■ YOUR TASK ■
Please restate each entry exactly, without skipping any.

(Point-per-instance localization data)
- Opening Delimiter -
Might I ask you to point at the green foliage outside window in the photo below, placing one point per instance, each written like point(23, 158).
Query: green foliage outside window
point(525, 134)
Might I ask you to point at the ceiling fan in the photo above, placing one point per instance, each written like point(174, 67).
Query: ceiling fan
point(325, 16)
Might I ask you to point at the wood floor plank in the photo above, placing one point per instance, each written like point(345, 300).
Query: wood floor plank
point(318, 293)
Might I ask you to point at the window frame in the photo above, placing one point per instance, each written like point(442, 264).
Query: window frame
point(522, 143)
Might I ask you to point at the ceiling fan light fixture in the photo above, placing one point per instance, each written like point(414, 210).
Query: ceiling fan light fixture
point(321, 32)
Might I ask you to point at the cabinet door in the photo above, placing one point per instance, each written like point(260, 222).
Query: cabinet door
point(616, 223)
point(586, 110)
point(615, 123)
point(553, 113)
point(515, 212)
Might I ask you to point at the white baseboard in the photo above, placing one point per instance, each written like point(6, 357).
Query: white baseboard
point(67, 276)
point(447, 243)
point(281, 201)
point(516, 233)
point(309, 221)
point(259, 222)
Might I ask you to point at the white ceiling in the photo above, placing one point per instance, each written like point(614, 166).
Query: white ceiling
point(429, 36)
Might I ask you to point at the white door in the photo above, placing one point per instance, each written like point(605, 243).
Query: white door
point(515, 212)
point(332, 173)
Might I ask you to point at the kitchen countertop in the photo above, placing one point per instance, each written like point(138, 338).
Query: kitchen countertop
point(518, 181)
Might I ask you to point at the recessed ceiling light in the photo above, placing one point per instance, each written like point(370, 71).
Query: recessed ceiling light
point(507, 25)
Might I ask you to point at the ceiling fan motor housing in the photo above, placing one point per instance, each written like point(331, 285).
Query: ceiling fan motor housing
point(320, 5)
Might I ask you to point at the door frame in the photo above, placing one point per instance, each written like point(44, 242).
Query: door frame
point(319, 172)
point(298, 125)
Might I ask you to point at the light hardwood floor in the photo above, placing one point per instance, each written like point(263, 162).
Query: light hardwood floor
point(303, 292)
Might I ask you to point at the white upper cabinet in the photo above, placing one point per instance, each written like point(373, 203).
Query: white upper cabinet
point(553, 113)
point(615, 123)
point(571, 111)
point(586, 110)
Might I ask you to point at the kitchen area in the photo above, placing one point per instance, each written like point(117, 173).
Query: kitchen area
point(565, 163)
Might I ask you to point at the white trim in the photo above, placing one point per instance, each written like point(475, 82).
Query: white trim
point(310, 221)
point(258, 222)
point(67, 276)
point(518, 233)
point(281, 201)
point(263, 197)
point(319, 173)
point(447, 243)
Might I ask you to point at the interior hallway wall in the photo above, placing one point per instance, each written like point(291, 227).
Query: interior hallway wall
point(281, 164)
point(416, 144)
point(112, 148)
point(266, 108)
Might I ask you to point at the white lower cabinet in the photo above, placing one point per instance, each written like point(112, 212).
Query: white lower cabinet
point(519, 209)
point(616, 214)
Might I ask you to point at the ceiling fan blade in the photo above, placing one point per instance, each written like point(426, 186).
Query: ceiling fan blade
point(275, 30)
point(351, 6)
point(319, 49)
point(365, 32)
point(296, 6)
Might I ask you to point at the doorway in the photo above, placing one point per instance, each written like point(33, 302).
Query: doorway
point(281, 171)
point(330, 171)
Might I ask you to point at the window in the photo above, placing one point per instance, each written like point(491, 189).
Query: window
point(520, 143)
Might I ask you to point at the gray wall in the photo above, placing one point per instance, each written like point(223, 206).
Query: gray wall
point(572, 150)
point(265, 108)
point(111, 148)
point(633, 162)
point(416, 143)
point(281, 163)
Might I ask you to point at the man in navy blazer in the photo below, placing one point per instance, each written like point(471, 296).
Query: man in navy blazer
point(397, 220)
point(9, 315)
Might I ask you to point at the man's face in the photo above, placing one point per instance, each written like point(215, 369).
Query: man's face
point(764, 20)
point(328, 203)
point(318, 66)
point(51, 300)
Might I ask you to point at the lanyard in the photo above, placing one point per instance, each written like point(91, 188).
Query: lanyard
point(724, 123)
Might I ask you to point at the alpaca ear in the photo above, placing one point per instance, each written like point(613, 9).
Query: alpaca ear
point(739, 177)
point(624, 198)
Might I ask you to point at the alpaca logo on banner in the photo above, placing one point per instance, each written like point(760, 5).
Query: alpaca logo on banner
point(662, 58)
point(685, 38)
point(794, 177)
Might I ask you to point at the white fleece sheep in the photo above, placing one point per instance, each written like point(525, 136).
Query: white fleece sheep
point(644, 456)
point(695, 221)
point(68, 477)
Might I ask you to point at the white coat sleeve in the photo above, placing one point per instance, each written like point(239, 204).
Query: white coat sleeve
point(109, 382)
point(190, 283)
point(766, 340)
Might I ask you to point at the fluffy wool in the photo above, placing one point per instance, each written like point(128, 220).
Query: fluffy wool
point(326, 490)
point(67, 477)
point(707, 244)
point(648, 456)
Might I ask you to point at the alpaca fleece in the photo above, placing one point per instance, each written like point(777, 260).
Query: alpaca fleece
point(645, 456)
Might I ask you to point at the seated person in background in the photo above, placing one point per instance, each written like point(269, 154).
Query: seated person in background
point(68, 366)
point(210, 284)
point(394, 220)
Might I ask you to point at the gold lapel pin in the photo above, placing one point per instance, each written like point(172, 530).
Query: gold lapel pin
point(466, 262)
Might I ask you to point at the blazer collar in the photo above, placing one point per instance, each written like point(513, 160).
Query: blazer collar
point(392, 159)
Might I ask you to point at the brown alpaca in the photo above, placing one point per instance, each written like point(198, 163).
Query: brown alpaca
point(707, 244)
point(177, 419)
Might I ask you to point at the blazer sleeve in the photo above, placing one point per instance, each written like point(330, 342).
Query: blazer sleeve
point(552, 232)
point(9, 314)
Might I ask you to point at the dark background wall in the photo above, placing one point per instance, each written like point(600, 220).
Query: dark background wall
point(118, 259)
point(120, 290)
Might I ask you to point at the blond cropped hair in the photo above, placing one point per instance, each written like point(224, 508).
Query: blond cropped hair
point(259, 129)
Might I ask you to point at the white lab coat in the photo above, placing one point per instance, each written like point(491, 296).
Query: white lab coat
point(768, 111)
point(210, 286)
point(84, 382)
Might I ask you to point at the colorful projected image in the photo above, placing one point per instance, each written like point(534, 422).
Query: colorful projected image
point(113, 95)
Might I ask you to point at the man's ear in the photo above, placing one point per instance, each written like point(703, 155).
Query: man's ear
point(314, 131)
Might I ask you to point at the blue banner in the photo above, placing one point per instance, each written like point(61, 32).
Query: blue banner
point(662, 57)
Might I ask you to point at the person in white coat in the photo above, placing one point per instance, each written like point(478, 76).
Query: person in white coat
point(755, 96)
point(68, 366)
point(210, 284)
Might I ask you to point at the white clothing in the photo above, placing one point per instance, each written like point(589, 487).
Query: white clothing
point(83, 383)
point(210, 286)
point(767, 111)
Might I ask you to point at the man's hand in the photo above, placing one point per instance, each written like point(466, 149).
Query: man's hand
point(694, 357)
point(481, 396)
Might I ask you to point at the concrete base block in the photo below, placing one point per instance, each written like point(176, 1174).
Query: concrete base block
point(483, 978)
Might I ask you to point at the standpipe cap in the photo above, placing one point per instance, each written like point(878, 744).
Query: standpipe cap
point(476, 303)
- Closing Delimiter -
■ YOUR RESPONSE ■
Might I ask you to point at the green foliage outside window in the photo below, placing one point per instance, each written like point(23, 158).
Query: green foliage outside window
point(525, 134)
Might I ask you to point at the ceiling fan in the photo above, placing one point per instance, each written like point(174, 67).
Query: ceiling fan
point(325, 16)
Might I ask you to point at the wood floor plank in the photo above, placing one point per instance, each written like point(345, 300).
Query: wood floor plank
point(318, 293)
Might I ask you to point at the window frame in the photo above, placing one point per instance, each written like point(442, 264).
Query: window frame
point(522, 143)
Might I ask you to point at the ceiling fan light fixture in the photo above, placing one point per instance, each written like point(414, 210).
Query: ceiling fan light fixture
point(321, 32)
Might I ask you to point at the cabinet door in the photo above, placing one point per instance, each written like point(260, 222).
Query: cabinet door
point(616, 223)
point(586, 110)
point(615, 123)
point(553, 113)
point(515, 212)
Might I ask you to point at the white baseboard in the photo above, placing one point per instance, each written like point(6, 357).
Query: white baseboard
point(67, 276)
point(447, 243)
point(281, 201)
point(516, 233)
point(309, 221)
point(259, 222)
Might I ask you to point at the white ceiling in the photo above, placing one point per instance, each written like point(614, 166).
Query: white ceiling
point(429, 36)
Might I ask you to point at the white door in the photo above, placing one point per instance, each written like point(605, 243).
Query: white door
point(515, 212)
point(332, 173)
Might I ask you to point at the kitchen countertop in the photo above, placing one point per instance, each written like point(138, 338).
Query: kitchen countertop
point(518, 181)
Might I ask you to point at the recessed ceiling light in the photo above, placing one point per instance, each written like point(370, 71).
Query: recessed ceiling light
point(507, 25)
Might I ask you to point at the ceiling fan motor housing in the photo above, placing one point per instance, each written like point(331, 285).
Query: ceiling fan motor housing
point(320, 5)
Might I ask you to point at the door frame in the photo above, placing one point per instance, each written like point(44, 242).
Query: door frame
point(319, 172)
point(298, 125)
Might I ask you to point at the light hardwood floor in the photo above, placing one point per instance, each written like point(263, 162).
Query: light hardwood floor
point(303, 292)
Might I ask you to point at the white upper cabinet in the photo above, placing one point per instance, each written like point(373, 203).
Query: white upper cabinet
point(553, 113)
point(615, 123)
point(571, 111)
point(586, 110)
Might I ask you to point at the kitchen area in the photo above, placing one point per instance, each written like point(117, 173).
Query: kitchen area
point(565, 163)
Might I ask you to point at the white trim in the photo above, placing one point per instance, each written like point(475, 82).
Query: white trim
point(310, 221)
point(258, 222)
point(67, 276)
point(518, 233)
point(281, 201)
point(263, 197)
point(319, 173)
point(447, 243)
Might I ask you to point at the interior hallway wall in the photo above, placing one point per instance, each written like point(291, 227).
Query: interior hallway wall
point(281, 164)
point(416, 144)
point(112, 148)
point(266, 108)
Might I ask you to point at the white lower cabinet in the photo above, placing one point per instance, each written like point(112, 212).
Query: white lower cabinet
point(519, 209)
point(616, 214)
Might I ask you to point at the ceiling fan blade in the photo above, placing one point per instance, each written like point(426, 186).
Query: ceiling fan blade
point(275, 30)
point(351, 6)
point(319, 49)
point(365, 32)
point(296, 6)
Might I ask you to point at the doorway in the photo above, placing one point per instance, each written like point(33, 302).
Query: doorway
point(281, 171)
point(330, 171)
Might I ask you to point at the window in the photo above, placing one point per instance, each written like point(491, 189).
Query: window
point(520, 143)
Might I ask you to point at the gray wall in the photo above, placing one point per instance, each written like point(223, 206).
Query: gray wall
point(572, 150)
point(265, 108)
point(111, 148)
point(633, 162)
point(416, 143)
point(281, 163)
Might I ask you to point at the man in navy blazer in the photo below, placing one point per instance, each written like point(471, 296).
Query: man in navy blazer
point(397, 220)
point(9, 315)
Might I ask you to point at the man's face in the photo above, placing one point per instance, each written like point(215, 369).
Query: man's face
point(764, 20)
point(328, 203)
point(318, 66)
point(51, 300)
Might I ask you to point at the lanyard in the photo above, placing one point per instance, each written like point(91, 188).
Query: lanyard
point(724, 123)
Might I ask you to point at the alpaca ear in the photo above, placing one point per instance, each written like point(613, 9).
Query: alpaca ear
point(739, 177)
point(624, 198)
Might I ask you to point at the alpaca logo on banner in the photo above, placing one point per instance, each written like point(760, 5).
Query: alpaca logo on banner
point(662, 58)
point(685, 38)
point(794, 177)
Might I ask you to point at the white fleece sheep in the photo above, placing one point per instance, each written like point(525, 136).
Query: white fleece sheep
point(644, 456)
point(695, 221)
point(68, 477)
Might I ask you to point at the white coat sleeve in the photo above, placing one point per instance, each written like point(239, 204).
Query: white coat sleeve
point(109, 382)
point(190, 283)
point(766, 340)
Might I ask you to point at the fluffy wool in the photo above, placing one point per instance, each written like point(128, 220).
Query: fluffy wool
point(326, 490)
point(67, 477)
point(707, 244)
point(648, 456)
Might I ask you to point at the alpaca fleece in the photo above, placing one point per instance, each written like point(777, 260).
Query: alpaca fleece
point(645, 456)
Might I ask you to point at the seated person in background in the photo above, placing one point per instance, each written like point(269, 154).
Query: seated person in background
point(68, 366)
point(210, 284)
point(394, 220)
Might I ask you to point at the gold lapel pin in the photo above, placing one point per instance, each written like point(172, 530).
Query: gold lapel pin
point(466, 262)
Might I ask you to point at the blazer collar in the photo above, placing one point per instance, each written like point(513, 160).
Query: blazer collar
point(392, 159)
Might I ask you to point at the brown alpaca in the photo above, placing one point per instance, each written like point(198, 163).
Query: brown alpaca
point(707, 244)
point(177, 419)
Might I ask you to point at the blazer sleeve in the photo above, placing one point per instance, each written like point(330, 342).
Query: blazer sleeve
point(552, 232)
point(9, 314)
Might I ask you to point at the dark background wall in the photo above, placing one point per instance, each written like point(600, 220).
Query: dark background wall
point(118, 259)
point(120, 290)
Might I ask you to point at the blond cropped hair in the photo above, placing one point per instance, each written like point(224, 508).
Query: blond cropped hair
point(259, 129)
Might I ask you to point at the white lab coat in the photo above, placing one point per instance, each written like point(491, 296).
Query: white lab coat
point(768, 111)
point(210, 286)
point(84, 382)
Might I ask you to point at the colorful projected image in the photo above, placing one point per instance, each written like point(534, 422).
Query: colorful projected image
point(113, 95)
Might I ask you to point at the man's ear in the photo above, placing one point per instance, each written like point(703, 155).
Query: man's ear
point(314, 131)
Might I ask you to point at the blue banner in the photo above, placing one point per instance, each written like point(61, 32).
Query: blue banner
point(662, 57)
Might I ask you to point at the person in white coat in the photo above, placing one point per instance, each written like point(478, 76).
Query: person in white coat
point(755, 96)
point(68, 366)
point(210, 284)
Might I ask you to point at the white clothing in the photo above, placing one point per instance, each written like point(589, 487).
Query: white clothing
point(83, 383)
point(210, 286)
point(767, 111)
Might I ask you to point at the man's hand in the photo above, placing one point per instance, each written like point(466, 149).
Query: man's hand
point(694, 357)
point(481, 396)
Might I ask you to point at the concrete base block in the photo below, placing one point per instance, each written like point(176, 1174).
Query: concrete base block
point(483, 978)
Might I ask you to point at the standpipe cap in the photo above, placing one point per instance, each written like point(878, 744).
Query: standpipe cap
point(476, 303)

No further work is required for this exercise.